==== Extracted data

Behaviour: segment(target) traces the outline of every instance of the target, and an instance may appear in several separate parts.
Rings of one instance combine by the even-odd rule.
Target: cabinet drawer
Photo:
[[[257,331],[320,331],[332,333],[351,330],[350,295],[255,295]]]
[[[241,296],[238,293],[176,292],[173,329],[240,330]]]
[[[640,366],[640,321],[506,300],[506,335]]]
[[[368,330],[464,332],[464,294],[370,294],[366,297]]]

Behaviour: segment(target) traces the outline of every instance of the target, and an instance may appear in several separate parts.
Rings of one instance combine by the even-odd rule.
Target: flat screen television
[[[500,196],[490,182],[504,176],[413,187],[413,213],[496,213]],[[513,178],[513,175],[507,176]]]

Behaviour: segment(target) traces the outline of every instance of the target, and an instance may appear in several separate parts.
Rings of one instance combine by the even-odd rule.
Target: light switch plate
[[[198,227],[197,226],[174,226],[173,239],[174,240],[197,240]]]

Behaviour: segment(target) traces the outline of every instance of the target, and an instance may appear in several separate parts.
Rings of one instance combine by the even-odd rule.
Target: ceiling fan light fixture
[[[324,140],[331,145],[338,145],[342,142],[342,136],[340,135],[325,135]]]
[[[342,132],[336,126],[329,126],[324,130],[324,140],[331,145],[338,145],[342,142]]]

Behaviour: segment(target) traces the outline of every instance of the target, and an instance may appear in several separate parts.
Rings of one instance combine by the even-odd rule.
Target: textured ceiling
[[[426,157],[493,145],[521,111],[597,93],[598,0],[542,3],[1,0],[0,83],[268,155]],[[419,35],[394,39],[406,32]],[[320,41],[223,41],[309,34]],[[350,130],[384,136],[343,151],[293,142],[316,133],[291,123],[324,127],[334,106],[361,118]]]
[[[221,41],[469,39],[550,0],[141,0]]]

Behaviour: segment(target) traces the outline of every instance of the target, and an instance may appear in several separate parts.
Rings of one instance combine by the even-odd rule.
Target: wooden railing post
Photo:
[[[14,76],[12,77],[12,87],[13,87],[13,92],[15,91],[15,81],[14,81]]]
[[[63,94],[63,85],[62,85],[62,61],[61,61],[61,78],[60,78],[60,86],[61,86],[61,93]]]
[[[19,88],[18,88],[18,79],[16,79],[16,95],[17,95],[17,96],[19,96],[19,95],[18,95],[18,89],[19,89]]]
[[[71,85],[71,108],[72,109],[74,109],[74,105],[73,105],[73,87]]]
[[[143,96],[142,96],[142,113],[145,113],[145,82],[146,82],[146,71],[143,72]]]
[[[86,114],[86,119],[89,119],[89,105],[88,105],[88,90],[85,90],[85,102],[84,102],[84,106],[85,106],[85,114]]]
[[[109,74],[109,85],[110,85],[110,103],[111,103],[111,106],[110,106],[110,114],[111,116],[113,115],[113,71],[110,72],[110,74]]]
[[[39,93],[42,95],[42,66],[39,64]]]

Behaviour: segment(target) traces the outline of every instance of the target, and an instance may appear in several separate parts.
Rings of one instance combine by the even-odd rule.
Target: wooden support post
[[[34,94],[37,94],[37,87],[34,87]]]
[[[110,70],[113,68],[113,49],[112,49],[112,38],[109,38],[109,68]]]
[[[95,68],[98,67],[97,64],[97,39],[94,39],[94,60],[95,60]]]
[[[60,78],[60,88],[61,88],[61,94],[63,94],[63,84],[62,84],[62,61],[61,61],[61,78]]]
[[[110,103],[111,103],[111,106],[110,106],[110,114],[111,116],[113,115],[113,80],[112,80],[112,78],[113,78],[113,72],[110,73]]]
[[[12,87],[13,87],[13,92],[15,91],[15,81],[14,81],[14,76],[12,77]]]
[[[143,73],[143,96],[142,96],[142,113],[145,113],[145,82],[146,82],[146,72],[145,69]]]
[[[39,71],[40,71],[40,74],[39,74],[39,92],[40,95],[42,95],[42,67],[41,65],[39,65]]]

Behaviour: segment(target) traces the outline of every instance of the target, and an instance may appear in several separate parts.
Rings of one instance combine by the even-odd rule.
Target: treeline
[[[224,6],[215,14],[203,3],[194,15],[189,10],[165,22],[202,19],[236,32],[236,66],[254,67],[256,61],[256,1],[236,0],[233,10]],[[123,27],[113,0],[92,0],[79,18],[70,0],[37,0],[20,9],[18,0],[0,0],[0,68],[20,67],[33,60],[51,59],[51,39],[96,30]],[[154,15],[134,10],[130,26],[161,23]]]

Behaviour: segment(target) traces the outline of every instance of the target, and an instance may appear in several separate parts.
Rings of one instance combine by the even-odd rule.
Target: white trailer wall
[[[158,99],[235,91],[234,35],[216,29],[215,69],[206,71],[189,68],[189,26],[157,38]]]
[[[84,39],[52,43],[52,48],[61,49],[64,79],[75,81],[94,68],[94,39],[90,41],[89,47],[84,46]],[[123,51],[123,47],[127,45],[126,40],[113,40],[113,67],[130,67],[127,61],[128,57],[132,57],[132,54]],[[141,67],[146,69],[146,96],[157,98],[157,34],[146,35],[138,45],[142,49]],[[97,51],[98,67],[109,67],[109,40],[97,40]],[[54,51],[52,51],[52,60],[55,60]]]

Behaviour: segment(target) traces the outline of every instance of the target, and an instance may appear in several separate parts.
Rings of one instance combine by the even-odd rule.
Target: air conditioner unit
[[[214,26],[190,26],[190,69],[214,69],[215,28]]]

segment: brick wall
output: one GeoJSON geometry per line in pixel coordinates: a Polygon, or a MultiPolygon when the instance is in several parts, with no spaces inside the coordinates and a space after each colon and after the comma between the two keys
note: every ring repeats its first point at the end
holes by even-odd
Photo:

========

# Exercise details:
Replace every "instance" in the listing with "occurrence" and write all the lines out again with nothing else changed.

# Written response:
Behaviour: segment(target) traces the outline of every occurrence of the target, and an occurrence may appear in several separate parts.
Rings of one occurrence combine by the even-odd rule.
Target: cabinet drawer
Photo:
[[[257,331],[320,331],[332,333],[351,330],[350,295],[255,295]]]
[[[241,296],[238,293],[176,292],[173,329],[240,330]]]
[[[640,366],[640,321],[506,300],[506,335]]]
[[[368,330],[464,332],[464,294],[370,294],[366,297]]]

Behaviour: segment(target) traces the outline of every occurrence of the target, and an occurrence may appear in several separate parts.
Rings of one occurrence combine by the even-odd rule.
Target: flat screen television
[[[500,196],[490,182],[504,176],[413,187],[413,213],[496,213]],[[513,178],[513,175],[507,176]]]

Behaviour: segment(target) traces the outline of every occurrence of the target, and an occurrence may appear in several separate parts.
Rings of one occurrence combine by the even-odd rule.
Target: light switch plate
[[[198,227],[197,226],[174,226],[173,239],[174,240],[197,240]]]

Behaviour: segment(target) traces the outline of every occurrence of the target, and an occurrence may appear in several separate parts.
Rings of one occurrence combine by the even-odd rule.
Target: ceiling fan light fixture
[[[324,140],[331,145],[338,145],[342,142],[342,136],[340,135],[325,135]]]
[[[342,132],[336,126],[329,126],[324,130],[324,140],[331,145],[338,145],[342,142]]]

Behaviour: segment(target) traces the outline of every occurrence of the target, and an occurrence may appear in several separate parts.
Rings of one occurrence combine by the even-odd rule.
Target: textured ceiling
[[[426,157],[493,145],[521,111],[597,93],[598,0],[542,3],[1,0],[0,83],[268,155]],[[419,35],[394,39],[406,32]],[[320,41],[223,41],[309,34]],[[350,130],[384,136],[343,151],[293,142],[316,133],[291,123],[324,127],[334,106],[361,118]]]
[[[221,41],[469,39],[550,0],[141,0]]]

Behaviour: segment(target) traces the outline of every occurrence of the target, and an occurrence may appear in several separate parts.
Rings of one occurrence combine by the even-odd rule.
Target: wooden railing post
Photo:
[[[14,76],[12,77],[12,87],[13,87],[13,92],[15,91],[15,81],[14,81]]]
[[[63,94],[63,85],[62,85],[62,61],[61,61],[61,78],[60,78],[60,86],[61,86],[61,93]]]
[[[19,88],[18,88],[18,79],[16,79],[16,95],[17,95],[17,96],[19,96],[19,95],[18,95],[18,89],[19,89]]]
[[[71,85],[71,108],[72,109],[74,109],[74,105],[73,105],[73,87]]]
[[[143,96],[142,96],[142,113],[145,113],[145,82],[146,82],[146,71],[143,72]]]
[[[86,114],[86,119],[89,119],[89,105],[88,105],[88,90],[85,90],[85,102],[84,102],[84,106],[85,106],[85,114]]]
[[[109,74],[109,85],[110,85],[110,103],[111,103],[111,106],[110,106],[110,114],[111,116],[113,115],[113,71],[110,72],[110,74]]]
[[[39,93],[42,95],[42,66],[39,64]]]

Behaviour: segment(target) traces the outline of every occurrence of the target, and an occurrence may appear in several separate parts.
Rings of one occurrence combine by the even-odd rule.
Target: wooden support post
[[[34,94],[37,94],[37,87],[34,87]]]
[[[110,70],[113,68],[113,49],[112,49],[112,38],[109,38],[109,68]]]
[[[95,68],[98,67],[97,64],[97,39],[94,39],[94,60],[95,60]]]
[[[60,78],[60,88],[61,88],[61,94],[63,94],[63,84],[62,84],[62,61],[61,61],[61,78]]]
[[[110,103],[111,103],[111,106],[110,106],[110,114],[111,116],[113,115],[113,80],[112,80],[112,78],[113,78],[113,72],[110,73]]]
[[[12,87],[13,87],[13,92],[15,91],[15,81],[14,81],[14,76],[12,77]]]
[[[143,73],[143,96],[142,96],[142,113],[145,113],[145,82],[146,82],[146,72],[145,69]]]
[[[39,71],[40,71],[40,74],[39,74],[39,92],[40,95],[42,95],[42,67],[41,65],[39,65]]]

Behaviour: segment(target) traces the outline of every occurrence of the target, and an occurrence may appear in several separate parts.
Rings of one occurrence combine by the even-odd rule.
Target: treeline
[[[224,6],[215,14],[203,3],[194,15],[189,10],[165,22],[202,19],[236,32],[236,66],[254,67],[256,61],[256,1],[236,0],[233,10]],[[123,27],[113,0],[92,0],[79,18],[70,0],[37,0],[20,9],[18,0],[0,0],[0,68],[20,67],[33,60],[51,59],[51,39],[96,30]],[[154,15],[134,10],[130,26],[161,23]]]

Behaviour: segment(target) traces the outline of every occurrence of the target, and an occurrence may appear in several separate parts.
Rings of one occurrence combine by the even-odd rule.
Target: white trailer wall
[[[158,99],[235,91],[234,35],[216,29],[215,69],[206,71],[189,68],[189,26],[157,38]]]
[[[84,39],[52,43],[52,48],[61,49],[64,79],[75,81],[94,68],[94,39],[90,41],[89,47],[84,46]],[[123,51],[123,47],[127,45],[126,40],[113,40],[113,67],[130,67],[127,61],[128,57],[132,57],[132,54]],[[141,67],[146,69],[146,96],[157,98],[157,34],[146,35],[138,45],[142,49]],[[97,51],[98,67],[109,67],[109,40],[97,40]],[[54,51],[52,51],[52,60],[55,60]]]

Behaviour: segment(target) traces the outline of every occurrence of the target, and an occurrence may appear in several separate parts.
Rings of one occurrence combine by the even-odd rule.
Target: air conditioner unit
[[[214,26],[190,26],[190,69],[214,69],[215,28]]]

segment: brick wall
output: one GeoJSON geometry per line in pixel coordinates: a Polygon, or a MultiPolygon when the occurrence is in several parts, with no spaces inside the coordinates and a space after each colon and after the comma between the two keys
note: every ring repeats its first point at the end
holes by even-odd
Photo:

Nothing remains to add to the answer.